For each line of the listing, output an exact copy.

--

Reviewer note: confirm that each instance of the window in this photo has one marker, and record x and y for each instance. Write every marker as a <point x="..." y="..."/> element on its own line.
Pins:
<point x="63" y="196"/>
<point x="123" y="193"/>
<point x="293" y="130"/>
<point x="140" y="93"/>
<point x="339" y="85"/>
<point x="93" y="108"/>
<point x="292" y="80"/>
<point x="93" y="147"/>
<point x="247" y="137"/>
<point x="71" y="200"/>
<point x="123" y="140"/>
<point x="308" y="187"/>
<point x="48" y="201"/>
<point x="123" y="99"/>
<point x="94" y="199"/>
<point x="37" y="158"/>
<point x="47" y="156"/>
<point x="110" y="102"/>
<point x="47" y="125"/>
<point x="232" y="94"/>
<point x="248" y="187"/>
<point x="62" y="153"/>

--

## Exercise result
Reviewer note: confirm that each instance of the window in this photo has one marker, and record x and y for each instance. Write every marker as a <point x="..." y="..."/> element on its own line.
Pins:
<point x="63" y="196"/>
<point x="123" y="193"/>
<point x="293" y="130"/>
<point x="140" y="93"/>
<point x="339" y="85"/>
<point x="93" y="108"/>
<point x="292" y="80"/>
<point x="93" y="147"/>
<point x="247" y="137"/>
<point x="71" y="200"/>
<point x="123" y="140"/>
<point x="308" y="187"/>
<point x="48" y="201"/>
<point x="123" y="99"/>
<point x="94" y="199"/>
<point x="37" y="158"/>
<point x="47" y="156"/>
<point x="110" y="102"/>
<point x="47" y="125"/>
<point x="232" y="94"/>
<point x="248" y="187"/>
<point x="62" y="153"/>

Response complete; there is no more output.